═══ DATA EXTRACTS ═══

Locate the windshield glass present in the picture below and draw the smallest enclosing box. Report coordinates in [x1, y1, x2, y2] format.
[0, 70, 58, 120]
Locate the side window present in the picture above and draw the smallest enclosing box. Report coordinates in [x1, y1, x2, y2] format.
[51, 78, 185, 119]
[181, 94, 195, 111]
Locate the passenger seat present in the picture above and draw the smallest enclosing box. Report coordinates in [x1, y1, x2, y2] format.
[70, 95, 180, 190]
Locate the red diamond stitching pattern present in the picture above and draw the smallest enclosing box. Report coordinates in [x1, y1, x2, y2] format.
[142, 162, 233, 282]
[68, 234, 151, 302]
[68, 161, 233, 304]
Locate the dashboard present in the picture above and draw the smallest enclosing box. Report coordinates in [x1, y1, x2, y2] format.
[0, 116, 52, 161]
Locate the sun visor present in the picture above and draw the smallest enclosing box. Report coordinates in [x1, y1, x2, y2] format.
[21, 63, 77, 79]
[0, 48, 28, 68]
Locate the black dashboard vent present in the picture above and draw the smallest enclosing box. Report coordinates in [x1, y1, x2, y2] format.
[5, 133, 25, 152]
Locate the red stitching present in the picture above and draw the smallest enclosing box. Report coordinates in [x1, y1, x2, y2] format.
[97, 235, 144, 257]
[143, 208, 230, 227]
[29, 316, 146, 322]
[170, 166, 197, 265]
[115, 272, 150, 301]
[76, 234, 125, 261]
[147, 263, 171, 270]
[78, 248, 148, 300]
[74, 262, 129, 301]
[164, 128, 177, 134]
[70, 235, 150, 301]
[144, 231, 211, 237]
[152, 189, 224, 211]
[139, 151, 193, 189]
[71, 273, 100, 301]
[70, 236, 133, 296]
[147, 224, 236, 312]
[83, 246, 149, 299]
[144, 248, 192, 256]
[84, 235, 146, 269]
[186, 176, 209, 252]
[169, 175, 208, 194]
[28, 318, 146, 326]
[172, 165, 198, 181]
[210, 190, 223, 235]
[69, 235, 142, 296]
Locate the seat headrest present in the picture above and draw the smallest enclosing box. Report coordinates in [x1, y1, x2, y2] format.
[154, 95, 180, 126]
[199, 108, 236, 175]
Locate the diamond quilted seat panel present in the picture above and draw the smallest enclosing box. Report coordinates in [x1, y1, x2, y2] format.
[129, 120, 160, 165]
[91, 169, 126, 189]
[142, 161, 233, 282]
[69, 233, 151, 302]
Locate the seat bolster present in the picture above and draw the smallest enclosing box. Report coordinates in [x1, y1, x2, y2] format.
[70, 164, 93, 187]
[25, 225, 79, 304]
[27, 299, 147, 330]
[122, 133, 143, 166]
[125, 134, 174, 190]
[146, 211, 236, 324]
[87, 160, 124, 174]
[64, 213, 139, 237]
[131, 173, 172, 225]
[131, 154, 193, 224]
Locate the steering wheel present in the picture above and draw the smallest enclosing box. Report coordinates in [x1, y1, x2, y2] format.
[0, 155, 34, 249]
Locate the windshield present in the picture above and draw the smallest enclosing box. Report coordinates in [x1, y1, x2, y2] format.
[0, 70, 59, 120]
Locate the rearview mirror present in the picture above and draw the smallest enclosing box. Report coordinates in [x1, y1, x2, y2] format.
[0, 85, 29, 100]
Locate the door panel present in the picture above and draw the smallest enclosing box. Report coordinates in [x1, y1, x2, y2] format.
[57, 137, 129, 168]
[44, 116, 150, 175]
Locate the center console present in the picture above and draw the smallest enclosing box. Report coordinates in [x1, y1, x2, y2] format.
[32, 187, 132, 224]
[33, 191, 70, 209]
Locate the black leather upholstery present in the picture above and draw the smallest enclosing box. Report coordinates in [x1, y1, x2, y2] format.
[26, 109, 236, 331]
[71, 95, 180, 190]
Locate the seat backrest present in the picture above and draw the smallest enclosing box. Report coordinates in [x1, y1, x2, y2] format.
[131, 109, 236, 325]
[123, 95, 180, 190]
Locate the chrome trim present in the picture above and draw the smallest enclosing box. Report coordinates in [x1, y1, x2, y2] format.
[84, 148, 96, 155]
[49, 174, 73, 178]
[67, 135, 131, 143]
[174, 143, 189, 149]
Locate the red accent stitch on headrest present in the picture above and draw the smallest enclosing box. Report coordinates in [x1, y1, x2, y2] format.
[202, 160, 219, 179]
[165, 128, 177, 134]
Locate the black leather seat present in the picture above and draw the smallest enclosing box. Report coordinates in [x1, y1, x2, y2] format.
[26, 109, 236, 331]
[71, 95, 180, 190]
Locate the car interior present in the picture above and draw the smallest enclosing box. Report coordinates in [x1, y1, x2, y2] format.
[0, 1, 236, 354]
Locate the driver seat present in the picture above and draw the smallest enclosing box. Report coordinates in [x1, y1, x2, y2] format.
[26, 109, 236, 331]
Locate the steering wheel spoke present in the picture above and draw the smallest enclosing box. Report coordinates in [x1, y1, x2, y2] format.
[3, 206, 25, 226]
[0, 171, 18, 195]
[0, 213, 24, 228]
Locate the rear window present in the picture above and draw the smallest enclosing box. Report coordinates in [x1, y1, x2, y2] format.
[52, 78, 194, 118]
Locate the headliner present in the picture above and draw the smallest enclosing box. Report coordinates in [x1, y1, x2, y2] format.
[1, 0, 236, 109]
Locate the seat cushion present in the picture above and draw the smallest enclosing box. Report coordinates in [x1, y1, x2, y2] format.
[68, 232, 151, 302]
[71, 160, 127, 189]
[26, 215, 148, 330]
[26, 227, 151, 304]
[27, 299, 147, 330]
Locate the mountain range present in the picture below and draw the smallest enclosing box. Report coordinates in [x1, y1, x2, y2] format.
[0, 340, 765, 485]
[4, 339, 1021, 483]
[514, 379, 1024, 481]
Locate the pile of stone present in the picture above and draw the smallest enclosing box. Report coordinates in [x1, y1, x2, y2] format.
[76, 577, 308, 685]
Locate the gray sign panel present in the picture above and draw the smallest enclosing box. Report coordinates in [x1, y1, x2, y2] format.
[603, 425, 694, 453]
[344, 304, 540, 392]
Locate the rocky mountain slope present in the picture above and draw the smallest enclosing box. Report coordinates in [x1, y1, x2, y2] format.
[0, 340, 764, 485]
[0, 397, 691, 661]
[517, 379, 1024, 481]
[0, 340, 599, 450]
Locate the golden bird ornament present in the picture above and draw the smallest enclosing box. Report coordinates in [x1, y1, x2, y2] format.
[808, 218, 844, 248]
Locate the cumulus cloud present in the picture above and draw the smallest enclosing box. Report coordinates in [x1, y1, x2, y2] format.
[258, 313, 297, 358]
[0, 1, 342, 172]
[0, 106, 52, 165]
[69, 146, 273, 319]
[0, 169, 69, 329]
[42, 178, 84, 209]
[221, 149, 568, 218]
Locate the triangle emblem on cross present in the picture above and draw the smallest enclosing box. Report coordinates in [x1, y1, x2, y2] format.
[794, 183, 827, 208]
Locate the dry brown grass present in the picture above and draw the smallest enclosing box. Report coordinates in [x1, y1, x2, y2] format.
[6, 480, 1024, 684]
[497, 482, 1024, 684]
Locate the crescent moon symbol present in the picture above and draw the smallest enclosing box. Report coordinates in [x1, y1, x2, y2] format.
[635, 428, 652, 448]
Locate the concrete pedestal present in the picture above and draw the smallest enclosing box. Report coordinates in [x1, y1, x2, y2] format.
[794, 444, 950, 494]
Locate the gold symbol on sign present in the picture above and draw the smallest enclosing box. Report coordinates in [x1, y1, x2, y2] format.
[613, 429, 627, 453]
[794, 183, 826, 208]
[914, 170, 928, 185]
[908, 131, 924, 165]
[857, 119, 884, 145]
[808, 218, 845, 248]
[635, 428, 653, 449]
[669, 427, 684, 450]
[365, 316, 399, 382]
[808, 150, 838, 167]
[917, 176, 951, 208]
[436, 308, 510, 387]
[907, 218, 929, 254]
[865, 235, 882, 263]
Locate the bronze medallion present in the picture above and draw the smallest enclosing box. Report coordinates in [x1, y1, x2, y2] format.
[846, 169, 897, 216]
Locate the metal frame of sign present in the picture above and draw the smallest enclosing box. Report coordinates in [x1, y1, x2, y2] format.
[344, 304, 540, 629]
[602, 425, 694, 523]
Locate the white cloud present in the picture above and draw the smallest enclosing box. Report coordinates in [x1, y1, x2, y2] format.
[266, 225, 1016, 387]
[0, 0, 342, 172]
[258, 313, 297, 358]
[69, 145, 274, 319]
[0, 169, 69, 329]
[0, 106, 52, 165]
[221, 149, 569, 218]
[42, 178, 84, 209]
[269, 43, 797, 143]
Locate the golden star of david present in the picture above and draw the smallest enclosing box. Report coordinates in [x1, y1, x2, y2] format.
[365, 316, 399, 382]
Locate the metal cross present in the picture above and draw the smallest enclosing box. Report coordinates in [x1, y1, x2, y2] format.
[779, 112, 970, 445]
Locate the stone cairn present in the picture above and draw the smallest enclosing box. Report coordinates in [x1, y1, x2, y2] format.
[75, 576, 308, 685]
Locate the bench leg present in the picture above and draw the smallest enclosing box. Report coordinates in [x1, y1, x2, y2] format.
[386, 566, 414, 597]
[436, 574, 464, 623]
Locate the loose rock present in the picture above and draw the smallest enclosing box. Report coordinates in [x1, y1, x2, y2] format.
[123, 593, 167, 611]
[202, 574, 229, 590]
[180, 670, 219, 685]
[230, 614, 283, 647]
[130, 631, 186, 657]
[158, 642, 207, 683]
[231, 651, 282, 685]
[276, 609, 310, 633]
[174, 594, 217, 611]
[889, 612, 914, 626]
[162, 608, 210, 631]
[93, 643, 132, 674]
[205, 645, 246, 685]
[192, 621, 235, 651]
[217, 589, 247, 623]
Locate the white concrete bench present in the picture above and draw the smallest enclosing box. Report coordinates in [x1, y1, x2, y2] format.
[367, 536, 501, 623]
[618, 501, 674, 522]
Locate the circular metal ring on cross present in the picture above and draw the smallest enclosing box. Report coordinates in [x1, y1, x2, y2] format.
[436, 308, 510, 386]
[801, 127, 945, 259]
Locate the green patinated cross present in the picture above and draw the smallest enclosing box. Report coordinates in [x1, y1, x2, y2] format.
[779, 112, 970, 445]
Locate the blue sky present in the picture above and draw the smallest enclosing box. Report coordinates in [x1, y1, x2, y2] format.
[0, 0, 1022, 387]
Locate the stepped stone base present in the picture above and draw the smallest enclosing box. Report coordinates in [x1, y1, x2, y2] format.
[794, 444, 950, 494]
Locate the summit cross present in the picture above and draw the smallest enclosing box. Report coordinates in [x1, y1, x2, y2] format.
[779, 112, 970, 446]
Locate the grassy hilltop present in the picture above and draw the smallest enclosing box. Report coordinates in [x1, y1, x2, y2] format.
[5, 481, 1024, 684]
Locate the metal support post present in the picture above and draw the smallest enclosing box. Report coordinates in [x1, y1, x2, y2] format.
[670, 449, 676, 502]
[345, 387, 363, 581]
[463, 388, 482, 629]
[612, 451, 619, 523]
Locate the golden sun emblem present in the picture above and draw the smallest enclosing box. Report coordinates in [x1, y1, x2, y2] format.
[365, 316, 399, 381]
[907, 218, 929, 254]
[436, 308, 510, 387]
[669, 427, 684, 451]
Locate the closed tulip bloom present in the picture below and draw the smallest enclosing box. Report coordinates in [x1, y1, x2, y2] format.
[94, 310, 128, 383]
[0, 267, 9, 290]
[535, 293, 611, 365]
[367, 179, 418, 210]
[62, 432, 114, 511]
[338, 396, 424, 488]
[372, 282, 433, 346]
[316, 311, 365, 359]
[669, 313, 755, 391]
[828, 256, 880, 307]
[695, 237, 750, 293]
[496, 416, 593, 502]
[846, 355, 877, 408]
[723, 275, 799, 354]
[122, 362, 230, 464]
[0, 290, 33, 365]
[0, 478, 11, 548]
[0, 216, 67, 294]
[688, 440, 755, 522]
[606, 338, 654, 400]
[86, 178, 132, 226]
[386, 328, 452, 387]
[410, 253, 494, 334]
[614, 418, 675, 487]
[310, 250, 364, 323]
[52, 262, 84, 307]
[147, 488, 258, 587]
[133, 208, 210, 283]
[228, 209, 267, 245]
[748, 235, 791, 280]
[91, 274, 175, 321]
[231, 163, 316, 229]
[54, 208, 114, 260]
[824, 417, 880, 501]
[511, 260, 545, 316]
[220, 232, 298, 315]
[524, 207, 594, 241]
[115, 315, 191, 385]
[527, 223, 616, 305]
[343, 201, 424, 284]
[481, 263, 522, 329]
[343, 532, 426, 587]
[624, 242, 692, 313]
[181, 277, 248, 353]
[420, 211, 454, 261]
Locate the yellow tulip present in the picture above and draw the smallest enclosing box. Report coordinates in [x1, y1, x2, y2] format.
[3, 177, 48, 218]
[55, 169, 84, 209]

═══

ABOUT THIS TASK —
Locate the line with "Locate the golden sun" in the entries above; extract it and every line after it, verbatim.

RESPONSE TO THE TASK —
Locate the golden sun emblem present in the picture above and draw the smallest enclosing box. Report coordinates in [x1, y1, x2, y2] format.
[365, 316, 399, 381]
[907, 218, 929, 254]
[436, 308, 510, 387]
[669, 427, 684, 451]
Locate the closed tulip bloom present in the picture below and draw the smallest enclosing box. Report coordinates in [x1, y1, x2, y2] format.
[94, 310, 128, 383]
[0, 267, 9, 290]
[535, 293, 611, 365]
[367, 179, 418, 210]
[62, 432, 114, 511]
[338, 396, 424, 488]
[372, 282, 433, 346]
[316, 311, 365, 359]
[669, 313, 755, 391]
[828, 256, 880, 307]
[695, 237, 750, 293]
[496, 416, 593, 502]
[846, 355, 877, 408]
[723, 275, 799, 354]
[122, 362, 230, 464]
[0, 290, 33, 365]
[0, 478, 11, 548]
[0, 216, 67, 294]
[688, 440, 755, 522]
[606, 338, 654, 400]
[86, 178, 132, 226]
[386, 328, 452, 387]
[410, 253, 494, 334]
[614, 418, 675, 487]
[310, 250, 364, 323]
[52, 262, 84, 307]
[147, 488, 258, 587]
[133, 208, 210, 283]
[228, 209, 267, 245]
[748, 235, 791, 280]
[91, 274, 175, 321]
[231, 163, 316, 229]
[54, 208, 114, 260]
[824, 417, 880, 501]
[511, 260, 545, 316]
[220, 232, 298, 315]
[524, 207, 594, 241]
[115, 315, 191, 385]
[527, 223, 616, 305]
[343, 201, 424, 284]
[481, 263, 522, 329]
[343, 532, 426, 587]
[624, 242, 692, 313]
[181, 277, 248, 353]
[420, 211, 454, 261]
Locate the yellow tulip present in the picture above and draw the smallest enclosing box. Report coordinates in [x1, y1, x2, y2] format.
[3, 177, 48, 218]
[55, 169, 84, 209]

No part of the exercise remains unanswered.